====== Material to process
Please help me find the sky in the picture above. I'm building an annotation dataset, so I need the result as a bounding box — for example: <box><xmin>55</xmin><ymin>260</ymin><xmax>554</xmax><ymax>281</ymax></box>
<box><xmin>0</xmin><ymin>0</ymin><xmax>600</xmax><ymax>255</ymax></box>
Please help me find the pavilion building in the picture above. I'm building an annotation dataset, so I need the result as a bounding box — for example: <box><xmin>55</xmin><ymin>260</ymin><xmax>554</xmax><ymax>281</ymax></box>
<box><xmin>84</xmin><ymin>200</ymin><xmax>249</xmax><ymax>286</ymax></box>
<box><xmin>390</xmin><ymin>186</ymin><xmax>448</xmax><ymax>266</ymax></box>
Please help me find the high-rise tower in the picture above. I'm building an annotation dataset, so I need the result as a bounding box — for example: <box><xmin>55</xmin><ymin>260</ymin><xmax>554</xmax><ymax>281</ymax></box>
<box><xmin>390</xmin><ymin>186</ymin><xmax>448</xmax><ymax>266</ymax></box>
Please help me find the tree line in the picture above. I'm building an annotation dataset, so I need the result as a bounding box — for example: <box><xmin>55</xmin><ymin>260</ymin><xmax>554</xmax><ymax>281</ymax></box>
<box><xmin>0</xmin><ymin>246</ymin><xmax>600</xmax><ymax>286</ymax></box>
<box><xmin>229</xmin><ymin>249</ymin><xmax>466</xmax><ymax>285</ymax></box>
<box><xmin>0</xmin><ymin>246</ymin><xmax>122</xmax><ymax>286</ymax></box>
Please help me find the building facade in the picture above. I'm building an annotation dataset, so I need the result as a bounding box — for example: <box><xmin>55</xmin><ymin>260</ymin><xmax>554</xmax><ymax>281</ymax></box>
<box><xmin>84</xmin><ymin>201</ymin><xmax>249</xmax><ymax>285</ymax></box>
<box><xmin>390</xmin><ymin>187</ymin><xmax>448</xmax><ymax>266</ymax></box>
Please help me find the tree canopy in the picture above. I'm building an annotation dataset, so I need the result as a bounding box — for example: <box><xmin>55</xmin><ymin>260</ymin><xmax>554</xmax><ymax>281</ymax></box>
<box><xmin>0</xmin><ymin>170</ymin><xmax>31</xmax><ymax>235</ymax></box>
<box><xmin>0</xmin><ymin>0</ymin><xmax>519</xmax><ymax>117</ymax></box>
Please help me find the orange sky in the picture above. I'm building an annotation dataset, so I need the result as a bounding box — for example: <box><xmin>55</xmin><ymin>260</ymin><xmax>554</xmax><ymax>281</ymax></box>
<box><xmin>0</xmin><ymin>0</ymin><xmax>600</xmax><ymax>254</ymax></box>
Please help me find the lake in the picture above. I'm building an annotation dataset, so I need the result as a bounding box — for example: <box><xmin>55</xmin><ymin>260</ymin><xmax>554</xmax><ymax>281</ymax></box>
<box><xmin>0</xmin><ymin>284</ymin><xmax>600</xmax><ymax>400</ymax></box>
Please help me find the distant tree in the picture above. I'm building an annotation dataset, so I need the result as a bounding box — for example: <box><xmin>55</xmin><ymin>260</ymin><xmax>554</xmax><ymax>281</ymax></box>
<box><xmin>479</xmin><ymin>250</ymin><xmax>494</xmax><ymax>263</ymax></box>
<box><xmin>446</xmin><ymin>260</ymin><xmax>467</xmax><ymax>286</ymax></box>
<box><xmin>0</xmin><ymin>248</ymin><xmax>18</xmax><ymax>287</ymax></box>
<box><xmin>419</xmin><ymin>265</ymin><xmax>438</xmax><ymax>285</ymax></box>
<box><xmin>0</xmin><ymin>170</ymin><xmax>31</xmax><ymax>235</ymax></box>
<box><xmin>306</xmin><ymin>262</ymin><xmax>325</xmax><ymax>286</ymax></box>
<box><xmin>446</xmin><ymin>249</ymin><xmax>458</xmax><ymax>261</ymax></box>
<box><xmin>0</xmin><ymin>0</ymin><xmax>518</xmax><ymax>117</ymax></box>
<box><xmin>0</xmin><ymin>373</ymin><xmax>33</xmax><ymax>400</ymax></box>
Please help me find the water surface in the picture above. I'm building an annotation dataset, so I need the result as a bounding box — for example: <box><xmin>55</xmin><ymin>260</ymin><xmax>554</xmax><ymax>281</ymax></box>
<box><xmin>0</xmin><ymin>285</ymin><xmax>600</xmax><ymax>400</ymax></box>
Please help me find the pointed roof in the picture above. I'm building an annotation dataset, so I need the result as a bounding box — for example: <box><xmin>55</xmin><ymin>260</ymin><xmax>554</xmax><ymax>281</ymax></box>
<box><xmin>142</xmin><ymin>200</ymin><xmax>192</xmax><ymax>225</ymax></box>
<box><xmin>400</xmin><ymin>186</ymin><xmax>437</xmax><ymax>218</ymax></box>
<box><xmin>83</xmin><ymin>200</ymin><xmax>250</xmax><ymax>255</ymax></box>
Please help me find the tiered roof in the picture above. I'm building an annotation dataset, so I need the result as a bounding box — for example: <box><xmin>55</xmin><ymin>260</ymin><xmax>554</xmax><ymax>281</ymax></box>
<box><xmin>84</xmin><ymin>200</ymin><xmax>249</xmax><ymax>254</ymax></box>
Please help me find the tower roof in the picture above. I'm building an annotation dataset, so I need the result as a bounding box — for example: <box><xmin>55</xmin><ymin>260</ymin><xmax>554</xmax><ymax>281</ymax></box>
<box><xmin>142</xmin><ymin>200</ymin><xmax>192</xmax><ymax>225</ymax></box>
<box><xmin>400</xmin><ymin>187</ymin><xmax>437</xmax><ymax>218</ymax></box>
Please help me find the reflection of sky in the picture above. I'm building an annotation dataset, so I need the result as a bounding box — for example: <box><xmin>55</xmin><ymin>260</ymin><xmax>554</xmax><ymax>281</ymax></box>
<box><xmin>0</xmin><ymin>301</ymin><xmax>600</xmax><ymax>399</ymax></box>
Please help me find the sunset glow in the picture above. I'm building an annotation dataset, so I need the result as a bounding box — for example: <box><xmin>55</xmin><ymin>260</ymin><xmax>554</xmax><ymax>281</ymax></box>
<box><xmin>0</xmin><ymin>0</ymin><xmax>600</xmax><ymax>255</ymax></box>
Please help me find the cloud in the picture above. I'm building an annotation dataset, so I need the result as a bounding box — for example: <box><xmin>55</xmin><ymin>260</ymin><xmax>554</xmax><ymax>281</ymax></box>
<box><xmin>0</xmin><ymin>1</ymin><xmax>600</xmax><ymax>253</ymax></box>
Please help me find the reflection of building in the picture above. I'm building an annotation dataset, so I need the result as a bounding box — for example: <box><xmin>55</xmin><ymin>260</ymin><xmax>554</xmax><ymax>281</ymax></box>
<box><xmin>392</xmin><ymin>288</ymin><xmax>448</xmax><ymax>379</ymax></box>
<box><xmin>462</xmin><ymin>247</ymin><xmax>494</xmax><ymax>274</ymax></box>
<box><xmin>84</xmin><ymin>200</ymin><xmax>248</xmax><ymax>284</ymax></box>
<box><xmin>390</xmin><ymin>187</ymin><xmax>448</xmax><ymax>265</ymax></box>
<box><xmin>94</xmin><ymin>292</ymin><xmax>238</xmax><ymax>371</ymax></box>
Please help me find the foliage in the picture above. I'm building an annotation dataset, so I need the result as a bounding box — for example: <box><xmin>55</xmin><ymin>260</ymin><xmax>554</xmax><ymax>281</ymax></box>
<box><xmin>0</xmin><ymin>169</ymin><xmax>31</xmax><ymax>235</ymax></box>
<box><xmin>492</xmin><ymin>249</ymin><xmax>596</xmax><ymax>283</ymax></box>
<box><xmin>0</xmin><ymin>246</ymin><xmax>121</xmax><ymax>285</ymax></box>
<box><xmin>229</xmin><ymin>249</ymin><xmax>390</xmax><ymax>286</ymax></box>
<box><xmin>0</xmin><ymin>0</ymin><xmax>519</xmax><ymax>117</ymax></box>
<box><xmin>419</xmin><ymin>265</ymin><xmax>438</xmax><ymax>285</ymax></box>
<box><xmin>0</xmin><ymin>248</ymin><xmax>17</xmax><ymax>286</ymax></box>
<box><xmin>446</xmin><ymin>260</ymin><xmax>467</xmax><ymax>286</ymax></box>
============
• _What to produce_:
Reproduce the data verbatim from the line containing "Please help me find the cloud" through the last line of the data, including both ends.

• _Response below_:
Please help me find the cloud in the picture above. I'm building an annotation dataset, so I need the result as a bounding box — for example: <box><xmin>55</xmin><ymin>260</ymin><xmax>554</xmax><ymax>281</ymax></box>
<box><xmin>0</xmin><ymin>1</ymin><xmax>600</xmax><ymax>253</ymax></box>
Please help me find the reflection of building in the picture above. I'm building an annotation dataset, so I need the result as a bounding box — for example: <box><xmin>55</xmin><ymin>260</ymin><xmax>554</xmax><ymax>281</ymax></box>
<box><xmin>392</xmin><ymin>288</ymin><xmax>448</xmax><ymax>379</ymax></box>
<box><xmin>462</xmin><ymin>247</ymin><xmax>494</xmax><ymax>274</ymax></box>
<box><xmin>84</xmin><ymin>200</ymin><xmax>248</xmax><ymax>284</ymax></box>
<box><xmin>390</xmin><ymin>187</ymin><xmax>448</xmax><ymax>265</ymax></box>
<box><xmin>94</xmin><ymin>292</ymin><xmax>238</xmax><ymax>371</ymax></box>
Please help me find the foliage in the picture above. I'm building an annotation dataset, so I need the result as a bounding box — for example: <box><xmin>55</xmin><ymin>260</ymin><xmax>554</xmax><ymax>281</ymax></box>
<box><xmin>0</xmin><ymin>169</ymin><xmax>31</xmax><ymax>235</ymax></box>
<box><xmin>492</xmin><ymin>249</ymin><xmax>596</xmax><ymax>283</ymax></box>
<box><xmin>0</xmin><ymin>246</ymin><xmax>121</xmax><ymax>285</ymax></box>
<box><xmin>229</xmin><ymin>249</ymin><xmax>390</xmax><ymax>286</ymax></box>
<box><xmin>0</xmin><ymin>0</ymin><xmax>519</xmax><ymax>117</ymax></box>
<box><xmin>419</xmin><ymin>265</ymin><xmax>438</xmax><ymax>285</ymax></box>
<box><xmin>0</xmin><ymin>248</ymin><xmax>17</xmax><ymax>286</ymax></box>
<box><xmin>446</xmin><ymin>260</ymin><xmax>467</xmax><ymax>286</ymax></box>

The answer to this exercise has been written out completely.